━━━━━ DATA EXCERPTS ━━━━━
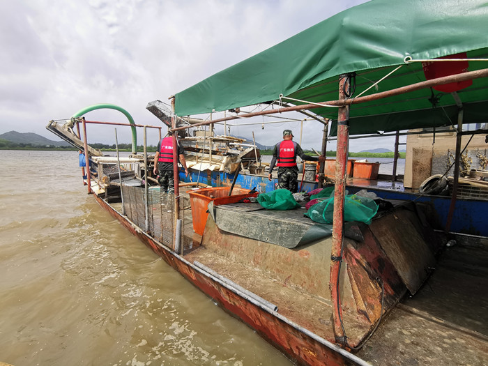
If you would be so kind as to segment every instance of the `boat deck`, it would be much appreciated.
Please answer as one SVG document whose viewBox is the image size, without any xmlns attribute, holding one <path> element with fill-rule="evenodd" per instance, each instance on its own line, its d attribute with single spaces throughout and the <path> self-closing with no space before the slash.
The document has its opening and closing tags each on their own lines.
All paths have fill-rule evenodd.
<svg viewBox="0 0 488 366">
<path fill-rule="evenodd" d="M 181 192 L 183 197 L 181 217 L 183 219 L 184 258 L 190 263 L 198 261 L 276 305 L 279 314 L 300 326 L 324 339 L 333 340 L 332 307 L 328 299 L 307 293 L 299 287 L 287 284 L 286 280 L 273 277 L 253 264 L 254 259 L 259 259 L 257 257 L 251 257 L 247 262 L 243 261 L 201 245 L 202 237 L 192 229 L 190 201 L 185 194 L 189 189 L 185 188 Z M 260 215 L 266 215 L 266 211 Z M 212 222 L 209 220 L 207 227 Z M 238 245 L 240 238 L 235 236 L 232 240 Z M 281 247 L 284 252 L 290 253 L 289 257 L 273 260 L 296 260 L 300 252 L 302 255 L 313 252 L 314 244 L 305 245 L 305 249 Z M 324 252 L 323 255 L 329 256 L 329 253 Z M 256 252 L 253 255 L 264 257 L 265 254 Z M 445 247 L 434 274 L 415 296 L 404 298 L 381 319 L 380 326 L 358 351 L 358 356 L 379 365 L 487 365 L 487 262 L 486 241 L 470 246 L 458 241 L 457 245 Z M 323 272 L 310 275 L 304 281 L 327 282 L 328 268 L 323 268 Z M 348 312 L 344 312 L 344 323 L 348 337 L 356 340 L 360 339 L 370 326 Z"/>
<path fill-rule="evenodd" d="M 252 261 L 245 265 L 205 247 L 188 251 L 185 258 L 203 263 L 276 305 L 292 321 L 333 340 L 328 300 L 280 283 Z M 488 243 L 446 247 L 434 274 L 414 296 L 406 296 L 381 320 L 358 356 L 372 365 L 486 365 L 487 262 Z M 367 324 L 360 319 L 346 312 L 344 317 L 348 337 L 357 338 L 367 330 Z"/>
</svg>

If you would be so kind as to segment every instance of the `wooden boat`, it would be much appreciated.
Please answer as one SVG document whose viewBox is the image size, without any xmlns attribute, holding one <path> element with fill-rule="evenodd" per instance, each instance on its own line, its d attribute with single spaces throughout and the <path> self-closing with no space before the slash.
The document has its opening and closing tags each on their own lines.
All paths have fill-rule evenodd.
<svg viewBox="0 0 488 366">
<path fill-rule="evenodd" d="M 146 154 L 114 161 L 96 156 L 85 138 L 84 150 L 91 156 L 89 190 L 168 264 L 297 363 L 481 365 L 488 358 L 488 298 L 482 291 L 488 284 L 488 240 L 486 220 L 477 219 L 474 209 L 486 217 L 488 201 L 457 199 L 460 138 L 451 197 L 393 192 L 356 181 L 348 190 L 367 188 L 391 205 L 386 205 L 369 224 L 344 222 L 349 134 L 443 125 L 450 121 L 439 116 L 448 114 L 456 117 L 460 137 L 463 123 L 477 121 L 480 115 L 486 118 L 485 112 L 480 112 L 486 110 L 485 94 L 478 91 L 486 93 L 488 89 L 488 69 L 482 68 L 486 60 L 473 60 L 488 54 L 488 45 L 478 30 L 466 31 L 466 24 L 468 21 L 473 29 L 486 24 L 488 7 L 472 3 L 373 1 L 175 95 L 173 131 L 188 128 L 178 125 L 177 116 L 235 110 L 277 98 L 279 107 L 274 112 L 313 110 L 316 118 L 333 119 L 335 113 L 337 122 L 331 130 L 338 139 L 332 225 L 303 218 L 303 208 L 276 211 L 254 202 L 225 200 L 218 204 L 231 182 L 241 188 L 258 187 L 262 192 L 274 188 L 268 189 L 266 177 L 236 176 L 230 171 L 202 177 L 217 186 L 213 193 L 206 191 L 210 199 L 204 206 L 207 215 L 206 210 L 191 208 L 191 191 L 185 195 L 190 188 L 184 183 L 177 184 L 174 196 L 149 186 L 144 172 L 152 169 Z M 399 19 L 399 13 L 404 19 Z M 392 24 L 396 26 L 391 32 L 377 31 L 390 30 Z M 401 37 L 395 37 L 396 29 L 401 29 Z M 439 48 L 423 42 L 428 38 L 423 32 L 431 35 L 434 30 L 436 34 L 463 34 L 462 42 L 446 37 L 439 40 Z M 355 38 L 359 33 L 363 42 Z M 323 39 L 324 35 L 328 36 Z M 339 38 L 342 48 L 335 49 L 334 45 L 341 42 L 334 40 Z M 365 46 L 366 39 L 370 44 Z M 346 52 L 351 49 L 356 52 Z M 342 52 L 351 56 L 337 63 Z M 412 80 L 425 79 L 422 60 L 430 62 L 434 57 L 461 52 L 467 52 L 469 71 L 411 84 Z M 285 62 L 298 59 L 298 54 L 300 59 L 307 55 L 308 62 L 298 66 Z M 262 68 L 258 75 L 254 73 L 257 63 Z M 407 70 L 388 78 L 402 64 L 408 65 Z M 232 75 L 231 80 L 227 75 Z M 285 77 L 289 75 L 296 77 Z M 371 93 L 367 89 L 366 96 L 353 98 L 354 77 L 361 77 L 378 81 L 384 77 L 388 90 Z M 468 80 L 473 80 L 472 85 L 464 83 Z M 464 83 L 464 91 L 452 92 L 450 100 L 439 99 L 436 103 L 442 107 L 432 108 L 429 88 L 449 83 Z M 232 85 L 241 89 L 232 89 L 236 93 L 230 100 Z M 266 87 L 261 88 L 264 85 Z M 366 86 L 359 86 L 366 90 Z M 337 92 L 339 100 L 328 100 Z M 406 98 L 409 92 L 415 95 Z M 284 105 L 285 97 L 296 104 Z M 338 107 L 338 114 L 331 105 Z M 241 113 L 238 117 L 268 113 Z M 70 122 L 84 126 L 79 114 Z M 236 118 L 197 121 L 190 127 Z M 79 132 L 78 138 L 79 145 Z M 116 174 L 121 165 L 126 166 L 126 177 Z M 177 166 L 175 171 L 178 173 Z M 124 179 L 135 179 L 139 184 L 124 184 Z M 308 183 L 312 185 L 306 190 L 322 183 Z M 193 196 L 192 199 L 201 199 Z M 193 224 L 202 218 L 205 225 L 199 235 L 194 232 Z M 462 234 L 470 225 L 478 236 Z"/>
</svg>

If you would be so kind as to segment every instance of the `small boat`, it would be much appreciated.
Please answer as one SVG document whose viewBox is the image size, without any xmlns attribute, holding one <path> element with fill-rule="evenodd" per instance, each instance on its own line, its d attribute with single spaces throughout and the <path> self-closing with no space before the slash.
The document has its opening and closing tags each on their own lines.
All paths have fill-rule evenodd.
━━━━━
▶ **PROBLEM DESCRIPTION**: Gather every line of the entries above that contains the word "boat", matching case exactly, and copy each one in full.

▶ **EXPECTED ANSWER**:
If you would be so kind as to segment every instance of the `boat deck`, it would be much appreciated.
If you would be so kind as to segment every instance of the `wooden boat`, it would be much appreciated.
If you would be so kind as to segment every instance of the `small boat`, it would be much appreciated.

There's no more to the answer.